**Texto para análise:**
IVES GANDRA MARTINS Votada em julho último, a lei federal 10.257, conhecida como Estatuto da Cidade, regulamenta os artigos 182 e 183 da Constituição, que estabelecem as diretrizes gerais da política urbana, um tema tão complexo e importante que a prefeita de São Paulo instituiu uma comissão de juristas para assessorá-la. Para analisar o Estatuto da Cidade, convidamos o professor Américo Lacombe, que refletirá sobre alguns pontos da nova legislação e examinará sua constitucionalidade.
AMÉRICO LACOMBE Sempre se disse que no Brasil há
leis que pegam e leis que não pegam. Agora temos um outro tipo de lei: as que são feitas
propositadamente para não ser adotadas. Esta é uma delas. Vejamos por quê. Desde a
Constituição de 1988, os municípios estão expressamente mencionados como integrantes
da federação. É certo que essa integração é tecnicamente incorreta, porque a
federação significa união de estados; a articulação do município é feita com o
estado e não diretamente com a União. Antigamente, a lei orgânica dos municípios era
votada pelos estados. Hoje, cada Câmara Municipal vota sua lei orgânica, o que ampliou
muito a autonomia do município.
De acordo com o artigo 1º, a autonomia do município não pode ser diminuída por nenhuma
emenda, por duas razões: a cláusula pétrea da federação, que não pode ser tocada, e
o princípio do não-retrocesso social, que proíbe qualquer involução reacionária. No
momento atual, a descentralização é uma evolução, ao passo que o centralismo seria
uma involução.
Segundo o artigo 30, tudo o que for de interesse local é de competência do município
a União não pode se intrometer. O item 8º afirma que o planejamento e controle
de uso, do parcelamento e da ocupação do solo são de ordem municipal. Fica explícito
no artigo quando há qualquer referência à lei federal: "É facultado ao poder
público municipal, mediante lei específica para área incluída no plano diretor,
exigir, nos termos da lei federal, do proprietário do solo urbano não edificado,
subutilizado ou não utilizado, que promova seu adequado aproveitamento".

**Enunciado 1:**
Com base no texto sobre o Estatuto da Cidade, responda:
(a) Qual é o número da lei federal conhecida como Estatuto da Cidade?
(b) Desde qual Constituição os municípios estão expressamente mencionados como integrantes da federação?
(c) Quais são as duas razões pelas quais a autonomia do município não pode ser diminuída por emenda?
**Enunciado 2:** Transcreva, sem alterações, o trecho do texto sobre o Estatuto da Cidade que vai de "De acordo com" até "uma involução.".
**Enunciado 3:** Prossiga com o texto sobre o Estatuto da Cidade a partir da última frase apresentada.

Registros de dados coletados:
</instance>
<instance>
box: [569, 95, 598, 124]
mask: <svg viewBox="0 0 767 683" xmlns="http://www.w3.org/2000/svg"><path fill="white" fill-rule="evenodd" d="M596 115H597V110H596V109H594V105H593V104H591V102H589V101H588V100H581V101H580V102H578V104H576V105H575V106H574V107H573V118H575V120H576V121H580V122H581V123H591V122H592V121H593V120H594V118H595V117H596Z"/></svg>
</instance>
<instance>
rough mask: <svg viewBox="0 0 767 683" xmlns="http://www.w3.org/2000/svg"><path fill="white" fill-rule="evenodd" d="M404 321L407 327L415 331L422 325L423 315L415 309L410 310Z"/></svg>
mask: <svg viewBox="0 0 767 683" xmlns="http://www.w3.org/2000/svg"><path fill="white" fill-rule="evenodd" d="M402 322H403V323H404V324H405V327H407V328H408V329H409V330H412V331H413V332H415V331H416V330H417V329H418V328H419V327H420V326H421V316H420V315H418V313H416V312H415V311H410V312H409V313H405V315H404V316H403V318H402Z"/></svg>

**Resposta 1:**
(a) Lei federal 10.257.
(b) Desde a Constituição de 1988.
(c) A cláusula pétrea da federação, que não pode ser tocada, e o princípio do não-retrocesso social, que proíbe qualquer involução reacionária.

**Resposta 2:**
De acordo com o artigo 1º, a autonomia do município não pode ser diminuída por nenhuma
emenda, por duas razões: a cláusula pétrea da federação, que não pode ser tocada, e
o princípio do não-retrocesso social, que proíbe qualquer involução reacionária. No
momento atual, a descentralização é uma evolução, ao passo que o centralismo seria
uma involução.

**Resposta 3:**
É fácil concluir que a lei federal só poderá traçar diretrizes genéricas, que
regulem as condições do aproveitamento do solo urbano. Por quê? Por ser uma ressalva à
autonomia municipal. Além disso, o instrumento básico da política de desenvolvimento e
expansão urbana é o plano diretor, aprovado pelas câmaras municipais. Assim sendo, o
município deverá fixar em lei as diretrizes gerais com o fim de ordenar o pleno
desenvolvimento das funções sociais da cidade, bem como elaborar o plano diretor da
política de desenvolvimento e expansão urbana.
Parece-me que há uma única razão para que o parágrafo 4º do artigo 182 se refira à
lei federal: impedir que a lei municipal crie limitações ao direito de propriedade,
extrapolando o razoável exercício do poder de polícia. Como apenas a União pode
legislar sobre direito civil, só ela pode limitar o direito de propriedade, dentro dos
parâmetros constitucionais. Não pode haver perda da propriedade sem o devido processo
legal. O município só legisla em matéria de direito administrativo só pode
fixar o gabarito das ruas, traçar o plano da cidade, decidir a mão de direção de
trânsito, os locais de praça pública.
Vamos analisar agora o texto legislativo. O primeiro equívoco aparece logo na epígrafe,
na ementa da lei: "regulamenta". Ora, lei não regulamenta nada, o que
regulamenta é regulamento. A Constituição não se regulamenta, regula-se. A lei regula
a Constituição, porque lei não é regulamento.
O verdadeiro estatuto da cidade, na realidade, é a lei orgânica do município, ao qual a
Constituição dá a competência para votá-la.
A ordenação e o controle do uso do solo, de forma a evitar utilização inadequada dos
imóveis urbanos, fazem parte do planejamento municipal, que define o parcelamento do
solo, a edificação, o uso excessivo ou inadequado em relação à infra-estrutura
urbana, a instalação de empreendimentos e as atividades que possam funcionar como pólos
geradores de tráfego. A relação especulativa do imóvel no que se refere à sua
subutilização, ou não utilização, assim como a deterioração das áreas urbanizadas,
é interesse do município. Sobre a poluição e a degradação ambiental é que a União
pode traçar regras gerais de controle.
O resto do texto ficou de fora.